Inrebic ist ein selektiver, oraler Kinaseinhibitor mit Aktivität gegen die mutationsaktivierten Janus-assoziierten-Kinasen-2 (JAK2) und FMS-ähnlichen Tyrosinkinasen 3 (FLT3): Diese sind an der Signalübertragung in der Zelle beteiligt. Bei Myelofibrose-Patienten ist diese Übertragung gestört, was eine übermäßige Bildung von Blutzellen zur Folge hat. Dies führt zu einer Vergrößerung der Leber und der Milz. Das Arzneimittel ist für die Behandlung von primärer oder sekundärer Myelofibrose mit mittlerem oder hohem Risiko zugelassen.

Die Entscheidung der FDA beruht auf den Ergebnissen einer klinischen Studie, in der 289 Patienten mit Myelofibrose randomisiert zwei verschiedene Dosierungen – 400 mg oder 500 mg täglich oral – von Fedratinib oder Placebo erhielten. Es konnte gezeigt werden, dass bei 35 von 96 Patienten, die mit der Tagesdosis von 400 mg Fedratinib behandelt wurden, eine signifikante therapeutische Wirkung auftrat. Diese wurde an einer Verringerung des Milzvolumens gegenüber dem Ausgangswert um mindestens 35 Prozent am Ende von Woche 24 gemessen.

Das Auftreten von typischen Symptomen einer Myelofibrose wurde ebenfalls um 50 Prozent verringert: Nachtschweiß, Juckreiz, gastrointestinale Beschwerden, Schmerzen unter den linken Rippen sowie Knochen- und Muskelschmerzen wurden signifikant reduziert. Aufgrund der vorherigen Erkenntnisse über schwerwiegende Nebenwirkungen enthält der Beipackzettel ein sogenanntes „boxed warning“: Angehörige der Gesundheitsberufe und Patienten werden über das Risiko einer schweren und tödlichen Enzephalopathie und den damit verbundenen neurologischen Notfall in Zusammenhang mit einem Thiaminmangel informiert. Daher wird geraten, den Thiaminspiegel bei allen Patienten vor Beginn sowie während der Behandlung zu bestimmen. Bei Verdacht auf eine Enzephalopathie sollte Inrebic sofort abgesetzt werden.

→ Arbeitsauftrag A:
Bei wie vielen der 96 Patienten, die täglich 400 mg Fedratinib erhielten, trat laut dem Text über Inrebic eine signifikante therapeutische Wirkung auf?
→ Arbeitsauftrag B:
Gib aus dem Text über Inrebic einen Abschnitt wortgetreu aus: Setze bei den Worten „Das Auftreten von“ ein und höre nach „sofort abgesetzt werden.“ auf.
Stütze dich ausschließlich auf den Text über Inrebic.

→ Bereitgestellte Daten:
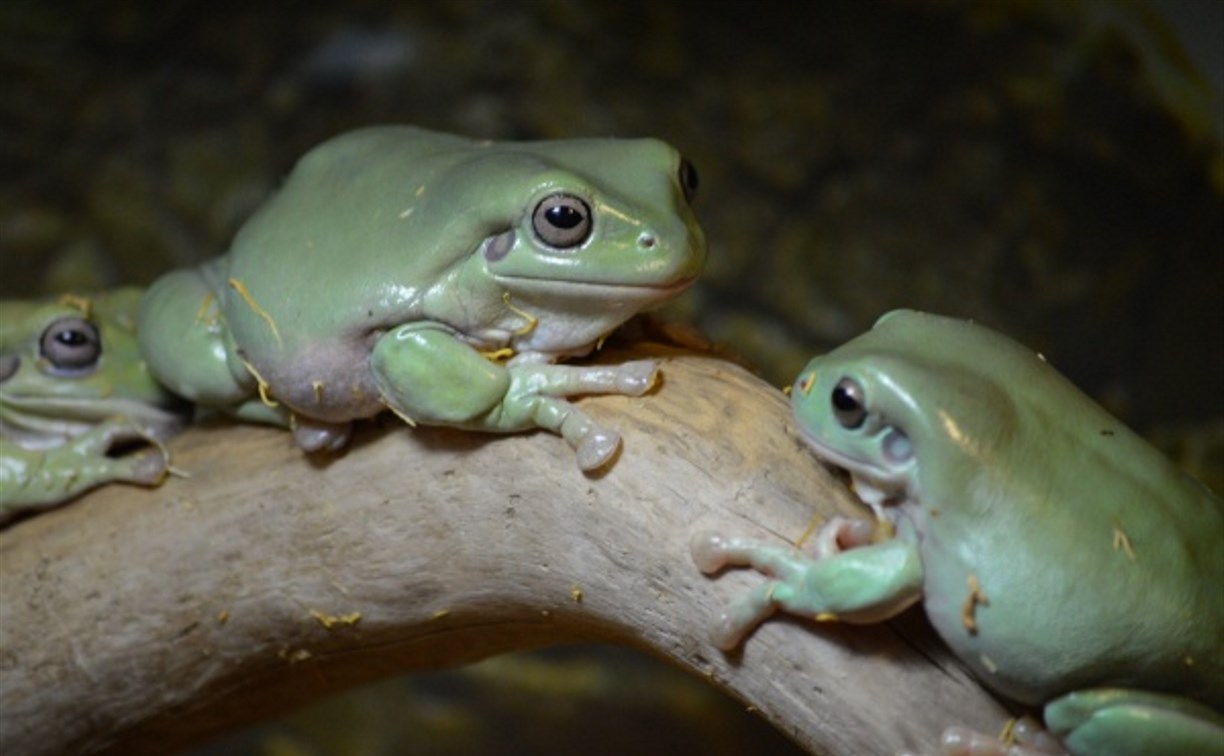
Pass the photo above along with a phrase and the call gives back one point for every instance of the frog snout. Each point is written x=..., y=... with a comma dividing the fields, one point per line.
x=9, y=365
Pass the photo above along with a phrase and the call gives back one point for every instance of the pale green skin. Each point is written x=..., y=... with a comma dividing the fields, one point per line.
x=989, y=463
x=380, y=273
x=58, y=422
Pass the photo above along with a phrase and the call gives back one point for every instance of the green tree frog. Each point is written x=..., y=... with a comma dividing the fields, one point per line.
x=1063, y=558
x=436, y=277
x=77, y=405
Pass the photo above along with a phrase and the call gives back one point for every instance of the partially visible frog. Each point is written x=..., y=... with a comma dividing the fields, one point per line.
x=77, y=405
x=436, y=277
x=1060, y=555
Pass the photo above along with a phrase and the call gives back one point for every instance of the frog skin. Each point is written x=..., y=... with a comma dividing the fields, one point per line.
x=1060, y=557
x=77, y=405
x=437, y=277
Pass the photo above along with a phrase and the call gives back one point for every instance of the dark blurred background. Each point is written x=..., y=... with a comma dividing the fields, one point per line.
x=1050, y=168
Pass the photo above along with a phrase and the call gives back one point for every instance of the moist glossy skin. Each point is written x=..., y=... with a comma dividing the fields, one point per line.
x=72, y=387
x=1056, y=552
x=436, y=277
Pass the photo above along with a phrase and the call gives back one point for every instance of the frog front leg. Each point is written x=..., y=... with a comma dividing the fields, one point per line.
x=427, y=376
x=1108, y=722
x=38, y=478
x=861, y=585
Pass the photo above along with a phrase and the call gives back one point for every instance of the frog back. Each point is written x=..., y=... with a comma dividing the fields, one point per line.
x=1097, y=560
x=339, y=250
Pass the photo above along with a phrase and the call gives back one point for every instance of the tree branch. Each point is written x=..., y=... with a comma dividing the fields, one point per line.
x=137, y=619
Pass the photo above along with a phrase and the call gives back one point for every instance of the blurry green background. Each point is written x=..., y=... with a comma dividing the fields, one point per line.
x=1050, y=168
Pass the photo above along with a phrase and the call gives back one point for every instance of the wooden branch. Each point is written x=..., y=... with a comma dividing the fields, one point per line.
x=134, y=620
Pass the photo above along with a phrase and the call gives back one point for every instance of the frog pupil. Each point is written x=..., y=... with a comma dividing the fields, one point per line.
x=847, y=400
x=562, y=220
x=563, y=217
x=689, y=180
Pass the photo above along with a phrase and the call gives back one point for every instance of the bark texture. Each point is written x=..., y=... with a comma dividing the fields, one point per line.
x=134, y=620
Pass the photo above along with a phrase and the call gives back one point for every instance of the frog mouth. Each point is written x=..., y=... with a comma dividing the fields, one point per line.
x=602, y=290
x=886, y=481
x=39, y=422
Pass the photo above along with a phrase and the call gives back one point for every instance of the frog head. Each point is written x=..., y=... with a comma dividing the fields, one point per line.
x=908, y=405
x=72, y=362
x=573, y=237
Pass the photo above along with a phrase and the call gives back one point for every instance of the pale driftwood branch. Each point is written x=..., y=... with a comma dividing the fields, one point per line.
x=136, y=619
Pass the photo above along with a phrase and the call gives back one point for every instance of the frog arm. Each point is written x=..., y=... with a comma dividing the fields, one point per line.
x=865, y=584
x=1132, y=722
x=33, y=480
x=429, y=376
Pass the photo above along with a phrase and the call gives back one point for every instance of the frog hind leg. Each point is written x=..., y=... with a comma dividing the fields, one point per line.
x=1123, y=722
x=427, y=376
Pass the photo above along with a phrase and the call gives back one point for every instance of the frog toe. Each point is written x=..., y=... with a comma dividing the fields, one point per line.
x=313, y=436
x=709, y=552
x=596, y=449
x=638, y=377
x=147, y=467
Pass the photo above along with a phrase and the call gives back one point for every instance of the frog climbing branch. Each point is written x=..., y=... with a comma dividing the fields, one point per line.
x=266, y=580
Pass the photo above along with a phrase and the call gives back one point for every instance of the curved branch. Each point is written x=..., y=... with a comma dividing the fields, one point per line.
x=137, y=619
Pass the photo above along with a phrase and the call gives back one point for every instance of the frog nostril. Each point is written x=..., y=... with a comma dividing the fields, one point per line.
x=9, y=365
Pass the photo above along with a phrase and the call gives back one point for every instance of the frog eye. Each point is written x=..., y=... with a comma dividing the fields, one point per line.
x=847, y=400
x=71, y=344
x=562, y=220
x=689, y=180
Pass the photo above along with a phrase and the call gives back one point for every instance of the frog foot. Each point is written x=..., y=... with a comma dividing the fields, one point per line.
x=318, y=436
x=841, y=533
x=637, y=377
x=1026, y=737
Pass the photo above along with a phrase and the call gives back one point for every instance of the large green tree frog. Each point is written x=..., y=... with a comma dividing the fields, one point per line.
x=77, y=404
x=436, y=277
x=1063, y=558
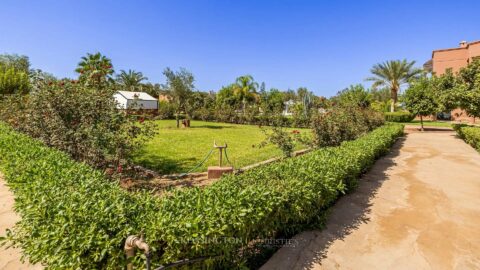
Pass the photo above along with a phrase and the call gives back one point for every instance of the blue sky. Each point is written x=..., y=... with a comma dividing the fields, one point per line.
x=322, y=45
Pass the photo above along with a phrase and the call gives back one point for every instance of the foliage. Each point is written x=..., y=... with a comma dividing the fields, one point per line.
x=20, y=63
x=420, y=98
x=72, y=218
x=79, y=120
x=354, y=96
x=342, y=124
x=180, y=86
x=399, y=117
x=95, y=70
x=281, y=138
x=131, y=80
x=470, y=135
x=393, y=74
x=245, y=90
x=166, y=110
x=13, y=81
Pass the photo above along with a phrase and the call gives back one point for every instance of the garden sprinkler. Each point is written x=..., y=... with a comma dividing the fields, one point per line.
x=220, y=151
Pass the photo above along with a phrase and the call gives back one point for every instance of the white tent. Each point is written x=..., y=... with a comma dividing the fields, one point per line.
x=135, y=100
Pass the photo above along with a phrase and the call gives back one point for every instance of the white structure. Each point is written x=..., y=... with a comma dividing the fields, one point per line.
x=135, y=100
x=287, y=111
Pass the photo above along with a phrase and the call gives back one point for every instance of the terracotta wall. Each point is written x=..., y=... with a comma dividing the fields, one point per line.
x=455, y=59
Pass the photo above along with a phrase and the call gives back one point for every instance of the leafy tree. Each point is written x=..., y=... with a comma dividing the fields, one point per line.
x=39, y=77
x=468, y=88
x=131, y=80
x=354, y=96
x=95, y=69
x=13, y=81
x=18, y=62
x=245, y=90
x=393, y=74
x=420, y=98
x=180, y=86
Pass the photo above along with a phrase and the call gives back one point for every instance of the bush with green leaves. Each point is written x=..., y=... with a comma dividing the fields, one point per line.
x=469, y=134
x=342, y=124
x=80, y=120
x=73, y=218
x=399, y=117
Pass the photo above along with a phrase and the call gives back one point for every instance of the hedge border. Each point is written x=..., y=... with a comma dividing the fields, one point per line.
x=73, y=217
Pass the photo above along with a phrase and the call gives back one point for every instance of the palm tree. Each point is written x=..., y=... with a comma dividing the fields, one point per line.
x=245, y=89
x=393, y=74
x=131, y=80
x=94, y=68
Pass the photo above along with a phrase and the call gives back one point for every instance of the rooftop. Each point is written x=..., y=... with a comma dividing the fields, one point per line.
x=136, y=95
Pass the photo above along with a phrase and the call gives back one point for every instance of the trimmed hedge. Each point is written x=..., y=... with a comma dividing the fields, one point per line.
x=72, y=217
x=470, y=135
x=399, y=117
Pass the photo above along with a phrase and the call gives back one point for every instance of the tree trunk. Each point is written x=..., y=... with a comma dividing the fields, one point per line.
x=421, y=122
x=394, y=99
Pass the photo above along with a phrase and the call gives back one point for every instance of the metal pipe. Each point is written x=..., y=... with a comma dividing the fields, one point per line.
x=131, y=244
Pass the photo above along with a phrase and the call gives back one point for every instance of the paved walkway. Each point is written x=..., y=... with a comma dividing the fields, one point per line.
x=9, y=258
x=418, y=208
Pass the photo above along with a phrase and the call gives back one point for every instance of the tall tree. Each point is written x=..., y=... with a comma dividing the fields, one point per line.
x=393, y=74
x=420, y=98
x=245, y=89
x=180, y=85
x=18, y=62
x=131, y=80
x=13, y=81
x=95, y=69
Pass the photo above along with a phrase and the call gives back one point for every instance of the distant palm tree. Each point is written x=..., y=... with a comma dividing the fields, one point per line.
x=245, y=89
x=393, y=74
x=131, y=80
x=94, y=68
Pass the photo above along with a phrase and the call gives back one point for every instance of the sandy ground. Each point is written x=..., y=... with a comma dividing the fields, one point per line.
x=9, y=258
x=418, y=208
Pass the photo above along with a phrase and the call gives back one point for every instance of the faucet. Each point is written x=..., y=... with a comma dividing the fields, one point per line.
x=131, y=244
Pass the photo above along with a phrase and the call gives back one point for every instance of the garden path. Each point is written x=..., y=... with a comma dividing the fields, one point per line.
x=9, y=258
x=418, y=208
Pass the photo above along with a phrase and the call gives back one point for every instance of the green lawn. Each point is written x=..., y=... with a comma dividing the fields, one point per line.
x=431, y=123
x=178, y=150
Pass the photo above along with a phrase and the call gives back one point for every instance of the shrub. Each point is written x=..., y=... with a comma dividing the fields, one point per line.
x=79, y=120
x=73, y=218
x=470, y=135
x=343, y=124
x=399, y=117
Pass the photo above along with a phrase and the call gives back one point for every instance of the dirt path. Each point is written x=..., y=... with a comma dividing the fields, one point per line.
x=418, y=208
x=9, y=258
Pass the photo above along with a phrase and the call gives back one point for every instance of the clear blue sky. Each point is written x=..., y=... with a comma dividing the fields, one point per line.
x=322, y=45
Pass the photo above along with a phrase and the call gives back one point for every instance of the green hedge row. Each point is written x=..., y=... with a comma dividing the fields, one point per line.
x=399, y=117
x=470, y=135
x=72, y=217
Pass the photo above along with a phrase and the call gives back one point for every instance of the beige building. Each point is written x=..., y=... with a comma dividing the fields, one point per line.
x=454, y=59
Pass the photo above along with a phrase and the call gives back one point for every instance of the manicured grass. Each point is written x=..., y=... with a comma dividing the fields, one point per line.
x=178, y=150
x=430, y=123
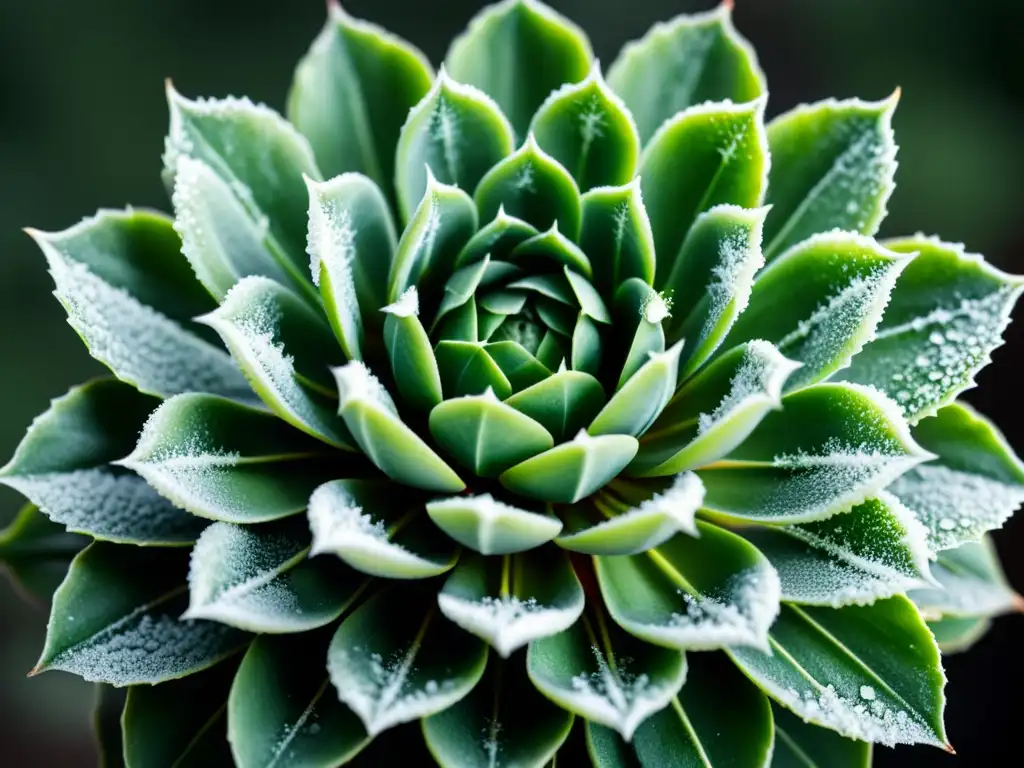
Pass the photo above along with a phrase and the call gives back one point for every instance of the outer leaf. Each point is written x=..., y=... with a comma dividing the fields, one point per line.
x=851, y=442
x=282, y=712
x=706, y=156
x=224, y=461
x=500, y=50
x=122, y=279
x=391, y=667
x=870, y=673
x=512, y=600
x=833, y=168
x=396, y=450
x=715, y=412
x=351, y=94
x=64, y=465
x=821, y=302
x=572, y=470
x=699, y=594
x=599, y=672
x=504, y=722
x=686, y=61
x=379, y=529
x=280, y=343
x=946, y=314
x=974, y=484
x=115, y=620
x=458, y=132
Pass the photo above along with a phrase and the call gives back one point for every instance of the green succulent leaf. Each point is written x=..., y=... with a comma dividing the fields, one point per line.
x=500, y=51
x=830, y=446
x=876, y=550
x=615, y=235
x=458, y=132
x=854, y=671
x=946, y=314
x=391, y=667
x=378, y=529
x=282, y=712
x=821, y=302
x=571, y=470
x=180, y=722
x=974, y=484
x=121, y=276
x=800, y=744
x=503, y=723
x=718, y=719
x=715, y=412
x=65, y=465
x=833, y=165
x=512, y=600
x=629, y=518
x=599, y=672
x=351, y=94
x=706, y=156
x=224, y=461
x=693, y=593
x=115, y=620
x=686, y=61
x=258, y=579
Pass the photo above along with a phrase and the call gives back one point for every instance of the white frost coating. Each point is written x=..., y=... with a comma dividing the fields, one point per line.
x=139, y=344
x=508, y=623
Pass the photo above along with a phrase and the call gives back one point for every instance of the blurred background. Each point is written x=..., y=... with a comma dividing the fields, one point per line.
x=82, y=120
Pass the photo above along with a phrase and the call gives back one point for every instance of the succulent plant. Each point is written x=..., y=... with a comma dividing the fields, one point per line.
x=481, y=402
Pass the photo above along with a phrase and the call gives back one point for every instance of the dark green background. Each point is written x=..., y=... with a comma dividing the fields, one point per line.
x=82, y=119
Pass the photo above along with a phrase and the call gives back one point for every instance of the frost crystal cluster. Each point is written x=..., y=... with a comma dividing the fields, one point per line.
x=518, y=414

→ Ausgabe A:
Bei 35 von 96 Patienten.

→ Ausgabe B:
Das Auftreten von typischen Symptomen einer Myelofibrose wurde ebenfalls um 50 Prozent verringert: Nachtschweiß, Juckreiz, gastrointestinale Beschwerden, Schmerzen unter den linken Rippen sowie Knochen- und Muskelschmerzen wurden signifikant reduziert. Aufgrund der vorherigen Erkenntnisse über schwerwiegende Nebenwirkungen enthält der Beipackzettel ein sogenanntes „boxed warning“: Angehörige der Gesundheitsberufe und Patienten werden über das Risiko einer schweren und tödlichen Enzephalopathie und den damit verbundenen neurologischen Notfall in Zusammenhang mit einem Thiaminmangel informiert. Daher wird geraten, den Thiaminspiegel bei allen Patienten vor Beginn sowie während der Behandlung zu bestimmen. Bei Verdacht auf eine Enzephalopathie sollte Inrebic sofort abgesetzt werden.